What you will do:
Copy out each line of the material in which the word "beige" appears.

>>>>

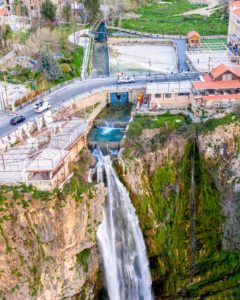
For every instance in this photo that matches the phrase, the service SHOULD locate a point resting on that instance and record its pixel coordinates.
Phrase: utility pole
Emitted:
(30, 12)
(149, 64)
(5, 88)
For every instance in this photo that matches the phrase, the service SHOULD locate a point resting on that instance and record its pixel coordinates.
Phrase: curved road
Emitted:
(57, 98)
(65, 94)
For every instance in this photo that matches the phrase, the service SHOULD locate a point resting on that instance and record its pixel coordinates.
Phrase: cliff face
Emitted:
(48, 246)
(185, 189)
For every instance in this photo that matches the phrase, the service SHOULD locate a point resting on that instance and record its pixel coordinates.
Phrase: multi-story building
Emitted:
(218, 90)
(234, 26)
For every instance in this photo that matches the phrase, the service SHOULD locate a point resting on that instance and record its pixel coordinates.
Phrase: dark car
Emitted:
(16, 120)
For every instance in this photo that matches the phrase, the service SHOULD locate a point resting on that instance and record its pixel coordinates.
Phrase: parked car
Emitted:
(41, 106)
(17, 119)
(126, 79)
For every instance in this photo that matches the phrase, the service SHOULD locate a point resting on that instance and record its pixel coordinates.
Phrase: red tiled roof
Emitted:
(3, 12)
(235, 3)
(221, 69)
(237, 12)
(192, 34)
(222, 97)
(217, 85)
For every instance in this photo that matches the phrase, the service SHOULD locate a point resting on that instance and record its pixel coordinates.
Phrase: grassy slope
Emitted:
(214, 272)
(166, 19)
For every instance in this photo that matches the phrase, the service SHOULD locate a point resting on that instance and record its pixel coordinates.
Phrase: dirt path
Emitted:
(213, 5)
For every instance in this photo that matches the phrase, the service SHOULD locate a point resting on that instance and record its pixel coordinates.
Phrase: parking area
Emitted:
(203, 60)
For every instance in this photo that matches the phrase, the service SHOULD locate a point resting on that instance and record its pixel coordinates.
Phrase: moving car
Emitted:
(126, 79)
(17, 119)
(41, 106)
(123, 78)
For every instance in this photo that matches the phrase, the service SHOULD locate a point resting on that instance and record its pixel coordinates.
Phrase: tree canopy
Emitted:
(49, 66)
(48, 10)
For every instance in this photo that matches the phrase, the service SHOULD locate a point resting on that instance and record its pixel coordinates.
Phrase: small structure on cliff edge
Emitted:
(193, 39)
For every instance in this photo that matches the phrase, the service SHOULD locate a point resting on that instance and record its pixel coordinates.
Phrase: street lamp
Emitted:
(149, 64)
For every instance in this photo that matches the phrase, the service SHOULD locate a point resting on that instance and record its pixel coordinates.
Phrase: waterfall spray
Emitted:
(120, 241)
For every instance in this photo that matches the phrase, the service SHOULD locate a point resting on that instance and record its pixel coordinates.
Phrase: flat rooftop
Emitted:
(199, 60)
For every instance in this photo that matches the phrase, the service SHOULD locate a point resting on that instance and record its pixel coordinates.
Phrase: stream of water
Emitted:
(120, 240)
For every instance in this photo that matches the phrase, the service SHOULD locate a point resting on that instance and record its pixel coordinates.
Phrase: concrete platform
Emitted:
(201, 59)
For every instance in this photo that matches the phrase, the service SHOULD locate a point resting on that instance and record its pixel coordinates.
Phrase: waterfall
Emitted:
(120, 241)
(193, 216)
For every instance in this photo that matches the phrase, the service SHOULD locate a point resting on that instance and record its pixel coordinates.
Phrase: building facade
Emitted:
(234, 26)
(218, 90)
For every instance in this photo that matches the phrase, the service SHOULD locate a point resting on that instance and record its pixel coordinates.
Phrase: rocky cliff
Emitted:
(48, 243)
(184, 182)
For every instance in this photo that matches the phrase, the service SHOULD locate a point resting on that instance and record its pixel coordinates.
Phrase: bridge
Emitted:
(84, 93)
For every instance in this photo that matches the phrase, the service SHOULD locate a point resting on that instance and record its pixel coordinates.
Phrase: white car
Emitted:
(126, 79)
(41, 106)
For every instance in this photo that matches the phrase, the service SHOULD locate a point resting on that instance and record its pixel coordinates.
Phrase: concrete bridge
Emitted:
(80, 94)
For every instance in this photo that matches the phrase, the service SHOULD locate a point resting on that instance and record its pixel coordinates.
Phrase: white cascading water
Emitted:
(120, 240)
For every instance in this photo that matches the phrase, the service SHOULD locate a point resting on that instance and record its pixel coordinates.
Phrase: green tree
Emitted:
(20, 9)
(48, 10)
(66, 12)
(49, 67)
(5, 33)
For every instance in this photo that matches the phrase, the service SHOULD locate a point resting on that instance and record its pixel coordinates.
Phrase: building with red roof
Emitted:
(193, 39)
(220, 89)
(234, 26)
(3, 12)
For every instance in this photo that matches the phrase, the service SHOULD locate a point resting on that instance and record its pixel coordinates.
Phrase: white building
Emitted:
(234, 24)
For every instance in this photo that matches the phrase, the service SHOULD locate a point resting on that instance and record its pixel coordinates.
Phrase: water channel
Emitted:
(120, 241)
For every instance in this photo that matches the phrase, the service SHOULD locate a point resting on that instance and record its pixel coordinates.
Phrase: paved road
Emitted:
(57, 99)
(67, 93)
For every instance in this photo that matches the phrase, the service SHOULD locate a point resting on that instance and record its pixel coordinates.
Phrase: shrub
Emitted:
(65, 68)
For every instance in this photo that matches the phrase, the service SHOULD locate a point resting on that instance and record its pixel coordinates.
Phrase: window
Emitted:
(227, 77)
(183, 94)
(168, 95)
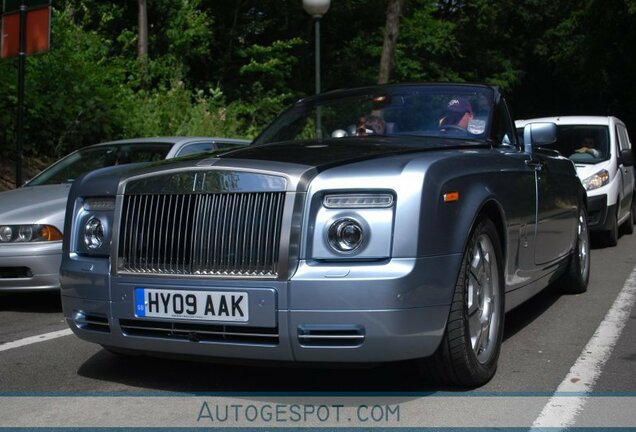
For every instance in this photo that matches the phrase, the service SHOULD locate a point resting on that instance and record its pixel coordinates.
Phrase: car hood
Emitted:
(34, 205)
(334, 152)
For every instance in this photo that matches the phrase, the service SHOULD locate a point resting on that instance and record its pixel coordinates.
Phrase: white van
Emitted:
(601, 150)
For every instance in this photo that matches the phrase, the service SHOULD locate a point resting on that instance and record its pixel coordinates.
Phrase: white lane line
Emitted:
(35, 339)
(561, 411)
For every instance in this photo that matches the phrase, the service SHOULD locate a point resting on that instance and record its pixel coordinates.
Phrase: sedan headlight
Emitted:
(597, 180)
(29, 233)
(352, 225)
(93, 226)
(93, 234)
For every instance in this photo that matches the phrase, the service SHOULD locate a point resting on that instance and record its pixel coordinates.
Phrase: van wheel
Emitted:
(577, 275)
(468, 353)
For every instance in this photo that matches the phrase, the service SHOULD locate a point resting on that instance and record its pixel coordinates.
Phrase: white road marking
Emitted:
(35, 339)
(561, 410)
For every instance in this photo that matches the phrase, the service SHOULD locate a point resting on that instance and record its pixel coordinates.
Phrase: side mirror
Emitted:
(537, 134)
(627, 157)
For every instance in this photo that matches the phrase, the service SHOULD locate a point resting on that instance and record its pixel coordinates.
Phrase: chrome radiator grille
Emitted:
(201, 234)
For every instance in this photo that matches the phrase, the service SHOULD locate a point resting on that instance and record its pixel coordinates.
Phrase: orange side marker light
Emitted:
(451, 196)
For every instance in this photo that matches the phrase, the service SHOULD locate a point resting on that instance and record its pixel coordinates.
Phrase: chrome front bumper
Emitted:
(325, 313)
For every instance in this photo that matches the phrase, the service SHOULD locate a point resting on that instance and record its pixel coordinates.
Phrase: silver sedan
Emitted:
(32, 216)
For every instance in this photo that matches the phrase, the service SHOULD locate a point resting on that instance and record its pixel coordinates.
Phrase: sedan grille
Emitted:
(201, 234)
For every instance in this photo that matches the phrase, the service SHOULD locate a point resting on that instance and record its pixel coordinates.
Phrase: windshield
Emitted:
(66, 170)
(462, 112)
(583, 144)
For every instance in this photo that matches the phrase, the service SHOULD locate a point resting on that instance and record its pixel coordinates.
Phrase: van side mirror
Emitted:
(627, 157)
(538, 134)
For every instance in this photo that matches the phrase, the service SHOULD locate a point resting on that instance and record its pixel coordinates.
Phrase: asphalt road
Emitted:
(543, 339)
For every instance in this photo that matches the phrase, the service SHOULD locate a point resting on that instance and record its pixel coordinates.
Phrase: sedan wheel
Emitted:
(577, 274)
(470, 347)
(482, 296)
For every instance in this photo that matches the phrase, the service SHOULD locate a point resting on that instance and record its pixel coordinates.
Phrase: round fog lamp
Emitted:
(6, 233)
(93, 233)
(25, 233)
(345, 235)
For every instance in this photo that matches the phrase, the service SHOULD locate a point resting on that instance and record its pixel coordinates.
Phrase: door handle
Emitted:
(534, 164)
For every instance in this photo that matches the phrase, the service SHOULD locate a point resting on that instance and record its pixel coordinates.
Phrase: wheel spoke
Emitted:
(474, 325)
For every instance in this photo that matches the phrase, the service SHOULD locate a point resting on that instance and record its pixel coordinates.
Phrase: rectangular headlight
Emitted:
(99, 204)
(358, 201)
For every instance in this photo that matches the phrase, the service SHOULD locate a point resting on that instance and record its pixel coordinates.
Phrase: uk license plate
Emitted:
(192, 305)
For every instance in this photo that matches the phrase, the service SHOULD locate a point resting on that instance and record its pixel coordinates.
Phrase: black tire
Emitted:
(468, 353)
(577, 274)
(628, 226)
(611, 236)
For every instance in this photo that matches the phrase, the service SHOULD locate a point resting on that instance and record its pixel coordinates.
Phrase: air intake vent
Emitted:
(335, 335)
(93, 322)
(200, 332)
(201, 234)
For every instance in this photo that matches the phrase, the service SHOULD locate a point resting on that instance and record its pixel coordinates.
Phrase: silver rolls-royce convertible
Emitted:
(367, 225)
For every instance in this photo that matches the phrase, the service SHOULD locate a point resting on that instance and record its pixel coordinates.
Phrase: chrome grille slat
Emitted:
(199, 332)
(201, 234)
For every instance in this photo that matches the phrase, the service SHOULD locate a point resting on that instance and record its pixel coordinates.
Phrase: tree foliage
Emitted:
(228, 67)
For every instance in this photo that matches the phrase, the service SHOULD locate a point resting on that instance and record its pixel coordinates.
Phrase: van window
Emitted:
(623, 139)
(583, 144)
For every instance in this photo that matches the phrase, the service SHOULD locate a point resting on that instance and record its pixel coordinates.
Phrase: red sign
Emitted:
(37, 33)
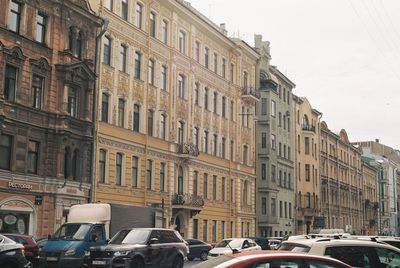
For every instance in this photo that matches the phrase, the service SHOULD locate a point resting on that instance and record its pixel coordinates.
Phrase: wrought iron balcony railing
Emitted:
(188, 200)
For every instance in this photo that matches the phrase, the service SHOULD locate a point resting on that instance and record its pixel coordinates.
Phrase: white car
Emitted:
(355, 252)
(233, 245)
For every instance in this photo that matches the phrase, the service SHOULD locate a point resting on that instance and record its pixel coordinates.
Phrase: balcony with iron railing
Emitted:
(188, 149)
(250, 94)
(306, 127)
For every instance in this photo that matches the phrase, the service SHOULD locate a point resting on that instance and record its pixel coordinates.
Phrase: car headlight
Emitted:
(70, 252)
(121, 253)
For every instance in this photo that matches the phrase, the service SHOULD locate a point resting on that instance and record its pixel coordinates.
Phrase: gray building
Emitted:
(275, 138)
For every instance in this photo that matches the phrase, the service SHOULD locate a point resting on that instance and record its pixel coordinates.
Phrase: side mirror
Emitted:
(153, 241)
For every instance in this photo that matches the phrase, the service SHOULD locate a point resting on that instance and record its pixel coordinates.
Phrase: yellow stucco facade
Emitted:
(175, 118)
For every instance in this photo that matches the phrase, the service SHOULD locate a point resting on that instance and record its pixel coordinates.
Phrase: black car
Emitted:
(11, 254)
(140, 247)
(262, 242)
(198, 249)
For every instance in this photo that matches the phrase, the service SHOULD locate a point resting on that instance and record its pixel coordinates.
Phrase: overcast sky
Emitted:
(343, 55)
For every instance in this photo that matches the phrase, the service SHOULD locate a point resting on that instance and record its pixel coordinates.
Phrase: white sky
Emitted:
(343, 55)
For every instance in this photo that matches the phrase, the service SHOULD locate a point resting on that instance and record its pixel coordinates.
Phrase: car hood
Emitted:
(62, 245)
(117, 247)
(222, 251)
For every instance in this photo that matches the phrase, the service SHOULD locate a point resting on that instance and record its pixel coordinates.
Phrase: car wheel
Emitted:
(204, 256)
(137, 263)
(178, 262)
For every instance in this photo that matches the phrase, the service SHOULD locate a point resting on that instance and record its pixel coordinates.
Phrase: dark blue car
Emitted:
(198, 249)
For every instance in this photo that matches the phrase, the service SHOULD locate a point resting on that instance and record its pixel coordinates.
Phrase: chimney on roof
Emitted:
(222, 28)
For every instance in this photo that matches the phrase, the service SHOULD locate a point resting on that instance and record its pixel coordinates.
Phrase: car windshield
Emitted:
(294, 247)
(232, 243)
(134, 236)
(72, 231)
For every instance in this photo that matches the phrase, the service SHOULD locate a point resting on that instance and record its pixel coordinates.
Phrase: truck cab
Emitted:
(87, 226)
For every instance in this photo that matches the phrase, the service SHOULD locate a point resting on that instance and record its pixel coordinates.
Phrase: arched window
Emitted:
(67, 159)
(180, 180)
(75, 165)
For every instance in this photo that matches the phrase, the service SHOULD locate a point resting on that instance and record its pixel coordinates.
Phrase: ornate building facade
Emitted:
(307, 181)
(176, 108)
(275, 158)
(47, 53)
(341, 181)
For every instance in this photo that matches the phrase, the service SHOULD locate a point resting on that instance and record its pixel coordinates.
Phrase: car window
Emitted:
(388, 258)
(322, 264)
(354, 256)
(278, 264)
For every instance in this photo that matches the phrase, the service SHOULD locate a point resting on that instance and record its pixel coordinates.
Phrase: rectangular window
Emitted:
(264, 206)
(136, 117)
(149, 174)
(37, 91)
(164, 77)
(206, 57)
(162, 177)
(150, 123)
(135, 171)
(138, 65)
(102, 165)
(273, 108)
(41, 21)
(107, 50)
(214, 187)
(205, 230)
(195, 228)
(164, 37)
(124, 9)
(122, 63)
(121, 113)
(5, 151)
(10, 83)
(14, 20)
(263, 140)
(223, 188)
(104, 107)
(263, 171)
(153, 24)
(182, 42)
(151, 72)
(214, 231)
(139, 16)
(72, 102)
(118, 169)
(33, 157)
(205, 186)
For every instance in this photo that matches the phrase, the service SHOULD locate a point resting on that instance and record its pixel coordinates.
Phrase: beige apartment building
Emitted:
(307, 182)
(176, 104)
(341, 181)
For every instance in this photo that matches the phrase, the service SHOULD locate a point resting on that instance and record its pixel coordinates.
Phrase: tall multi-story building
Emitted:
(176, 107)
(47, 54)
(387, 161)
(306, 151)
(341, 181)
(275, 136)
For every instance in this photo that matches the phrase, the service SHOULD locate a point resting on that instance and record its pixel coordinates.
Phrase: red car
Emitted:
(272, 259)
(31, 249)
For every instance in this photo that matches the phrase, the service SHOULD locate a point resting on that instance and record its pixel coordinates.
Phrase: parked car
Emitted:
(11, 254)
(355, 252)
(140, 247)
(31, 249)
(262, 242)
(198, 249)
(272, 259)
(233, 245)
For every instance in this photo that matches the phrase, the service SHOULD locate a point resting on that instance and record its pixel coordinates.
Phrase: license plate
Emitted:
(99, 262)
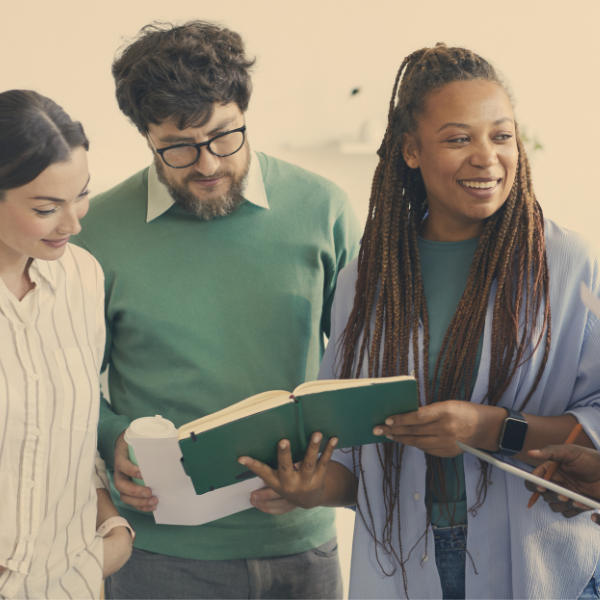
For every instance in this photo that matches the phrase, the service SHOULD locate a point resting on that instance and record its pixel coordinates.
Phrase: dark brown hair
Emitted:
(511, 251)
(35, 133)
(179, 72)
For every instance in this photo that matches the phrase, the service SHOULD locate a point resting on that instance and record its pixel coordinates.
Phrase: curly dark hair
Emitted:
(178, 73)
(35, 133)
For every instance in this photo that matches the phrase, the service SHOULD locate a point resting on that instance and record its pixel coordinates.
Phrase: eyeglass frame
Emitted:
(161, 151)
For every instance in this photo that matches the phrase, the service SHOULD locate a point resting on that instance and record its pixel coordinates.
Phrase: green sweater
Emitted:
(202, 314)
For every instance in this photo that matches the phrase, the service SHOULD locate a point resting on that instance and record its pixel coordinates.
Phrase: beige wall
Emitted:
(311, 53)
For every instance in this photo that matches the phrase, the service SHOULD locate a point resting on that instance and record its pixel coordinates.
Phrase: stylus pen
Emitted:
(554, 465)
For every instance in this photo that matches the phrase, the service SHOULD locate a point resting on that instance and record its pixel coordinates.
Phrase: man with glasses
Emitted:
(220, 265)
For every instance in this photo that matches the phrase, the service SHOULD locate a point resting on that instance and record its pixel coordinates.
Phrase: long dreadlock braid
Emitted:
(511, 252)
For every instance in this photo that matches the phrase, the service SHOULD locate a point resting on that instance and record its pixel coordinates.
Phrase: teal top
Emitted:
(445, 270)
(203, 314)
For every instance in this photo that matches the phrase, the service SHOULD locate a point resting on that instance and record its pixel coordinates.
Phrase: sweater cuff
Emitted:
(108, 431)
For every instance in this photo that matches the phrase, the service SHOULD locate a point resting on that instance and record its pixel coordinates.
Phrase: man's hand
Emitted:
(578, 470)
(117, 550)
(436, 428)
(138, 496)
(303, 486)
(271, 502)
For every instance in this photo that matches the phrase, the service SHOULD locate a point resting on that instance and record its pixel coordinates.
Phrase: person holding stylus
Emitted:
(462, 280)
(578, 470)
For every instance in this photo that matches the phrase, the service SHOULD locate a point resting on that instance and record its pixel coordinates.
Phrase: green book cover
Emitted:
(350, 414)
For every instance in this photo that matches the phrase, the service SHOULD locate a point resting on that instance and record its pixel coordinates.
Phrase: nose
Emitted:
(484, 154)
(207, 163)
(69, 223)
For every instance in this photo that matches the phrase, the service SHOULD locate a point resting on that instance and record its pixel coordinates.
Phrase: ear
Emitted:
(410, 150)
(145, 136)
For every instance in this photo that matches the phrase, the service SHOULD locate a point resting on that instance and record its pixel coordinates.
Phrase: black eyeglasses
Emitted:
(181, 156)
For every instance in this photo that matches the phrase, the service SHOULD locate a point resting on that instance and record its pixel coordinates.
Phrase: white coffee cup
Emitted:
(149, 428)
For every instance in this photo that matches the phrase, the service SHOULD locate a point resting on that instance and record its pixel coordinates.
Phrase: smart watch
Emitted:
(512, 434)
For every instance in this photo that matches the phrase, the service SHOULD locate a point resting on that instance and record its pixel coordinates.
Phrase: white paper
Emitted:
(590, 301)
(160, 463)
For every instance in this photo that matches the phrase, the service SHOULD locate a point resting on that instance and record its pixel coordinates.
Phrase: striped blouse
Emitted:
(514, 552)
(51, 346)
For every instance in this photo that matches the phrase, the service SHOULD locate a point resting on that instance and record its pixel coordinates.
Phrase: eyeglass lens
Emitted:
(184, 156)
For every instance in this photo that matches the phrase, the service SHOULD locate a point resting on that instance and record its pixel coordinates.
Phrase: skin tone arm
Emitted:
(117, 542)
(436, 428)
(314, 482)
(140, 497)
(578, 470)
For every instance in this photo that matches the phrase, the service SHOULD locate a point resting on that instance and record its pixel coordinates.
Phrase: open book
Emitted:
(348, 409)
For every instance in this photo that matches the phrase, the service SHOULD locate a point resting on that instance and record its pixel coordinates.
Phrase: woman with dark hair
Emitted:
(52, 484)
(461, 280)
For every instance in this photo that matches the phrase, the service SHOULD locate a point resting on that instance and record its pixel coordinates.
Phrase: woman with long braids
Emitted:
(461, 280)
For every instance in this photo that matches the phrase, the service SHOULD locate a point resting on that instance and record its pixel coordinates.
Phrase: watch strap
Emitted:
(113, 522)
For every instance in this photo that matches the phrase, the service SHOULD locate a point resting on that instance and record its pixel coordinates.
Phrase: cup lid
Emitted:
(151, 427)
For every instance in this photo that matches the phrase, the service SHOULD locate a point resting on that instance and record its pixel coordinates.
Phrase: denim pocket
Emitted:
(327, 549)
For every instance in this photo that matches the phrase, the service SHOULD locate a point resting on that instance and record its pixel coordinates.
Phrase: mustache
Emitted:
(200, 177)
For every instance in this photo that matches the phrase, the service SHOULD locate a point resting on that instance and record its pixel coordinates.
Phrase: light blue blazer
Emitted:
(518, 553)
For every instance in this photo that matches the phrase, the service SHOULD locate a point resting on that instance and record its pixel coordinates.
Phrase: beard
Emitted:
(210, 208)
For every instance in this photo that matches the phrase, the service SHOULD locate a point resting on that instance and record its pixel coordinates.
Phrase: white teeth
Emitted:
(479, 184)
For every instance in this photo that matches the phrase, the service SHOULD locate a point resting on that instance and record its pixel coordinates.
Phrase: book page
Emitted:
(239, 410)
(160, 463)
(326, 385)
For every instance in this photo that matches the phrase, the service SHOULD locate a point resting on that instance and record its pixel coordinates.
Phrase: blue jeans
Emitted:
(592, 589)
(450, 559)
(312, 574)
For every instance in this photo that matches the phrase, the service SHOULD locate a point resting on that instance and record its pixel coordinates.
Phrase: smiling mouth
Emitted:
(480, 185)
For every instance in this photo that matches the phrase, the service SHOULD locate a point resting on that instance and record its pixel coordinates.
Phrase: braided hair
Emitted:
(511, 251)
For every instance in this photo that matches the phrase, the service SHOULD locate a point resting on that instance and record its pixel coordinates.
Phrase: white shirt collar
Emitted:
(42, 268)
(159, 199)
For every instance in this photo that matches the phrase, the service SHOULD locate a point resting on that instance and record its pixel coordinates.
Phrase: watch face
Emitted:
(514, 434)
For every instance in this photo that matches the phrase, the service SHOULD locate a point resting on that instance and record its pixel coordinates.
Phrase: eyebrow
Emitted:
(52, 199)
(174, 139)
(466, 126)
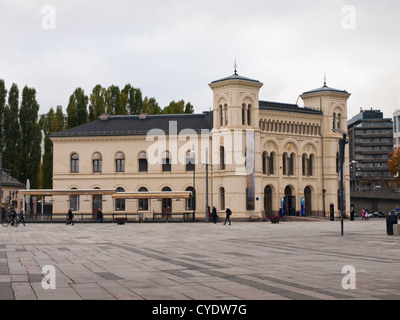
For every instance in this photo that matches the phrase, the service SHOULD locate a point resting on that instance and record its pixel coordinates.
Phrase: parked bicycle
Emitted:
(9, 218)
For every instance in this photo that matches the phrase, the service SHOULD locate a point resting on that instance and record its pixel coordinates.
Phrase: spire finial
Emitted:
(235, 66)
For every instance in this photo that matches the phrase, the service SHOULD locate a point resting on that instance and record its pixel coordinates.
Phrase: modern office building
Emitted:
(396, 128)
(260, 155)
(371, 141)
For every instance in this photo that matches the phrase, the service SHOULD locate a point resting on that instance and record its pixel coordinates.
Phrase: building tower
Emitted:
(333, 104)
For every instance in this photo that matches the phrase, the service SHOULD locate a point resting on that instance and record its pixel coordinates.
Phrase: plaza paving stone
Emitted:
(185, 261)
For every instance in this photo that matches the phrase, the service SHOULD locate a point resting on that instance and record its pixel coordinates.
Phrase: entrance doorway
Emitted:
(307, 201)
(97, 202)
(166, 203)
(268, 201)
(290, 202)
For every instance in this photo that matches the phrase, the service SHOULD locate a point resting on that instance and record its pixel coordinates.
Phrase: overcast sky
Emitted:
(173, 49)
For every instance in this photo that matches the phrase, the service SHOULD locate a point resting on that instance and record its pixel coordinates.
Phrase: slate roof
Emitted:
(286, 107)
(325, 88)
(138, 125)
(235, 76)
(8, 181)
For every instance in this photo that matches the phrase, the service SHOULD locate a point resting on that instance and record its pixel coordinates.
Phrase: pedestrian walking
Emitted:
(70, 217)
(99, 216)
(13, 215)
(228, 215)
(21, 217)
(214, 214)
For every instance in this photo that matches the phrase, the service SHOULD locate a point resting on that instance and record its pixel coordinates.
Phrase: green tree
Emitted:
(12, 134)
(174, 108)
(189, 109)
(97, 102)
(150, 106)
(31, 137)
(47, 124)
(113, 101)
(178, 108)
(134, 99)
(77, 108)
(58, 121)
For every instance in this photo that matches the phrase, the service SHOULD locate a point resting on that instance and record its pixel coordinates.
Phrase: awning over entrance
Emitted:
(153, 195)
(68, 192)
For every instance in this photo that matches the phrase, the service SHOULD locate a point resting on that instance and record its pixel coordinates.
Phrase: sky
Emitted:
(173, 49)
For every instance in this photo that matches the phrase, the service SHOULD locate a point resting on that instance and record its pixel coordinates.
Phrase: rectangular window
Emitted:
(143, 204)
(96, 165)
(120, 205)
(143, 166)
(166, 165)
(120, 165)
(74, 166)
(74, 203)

<<<<

Task output:
Phrase: beige apartment building
Phrase: beige wall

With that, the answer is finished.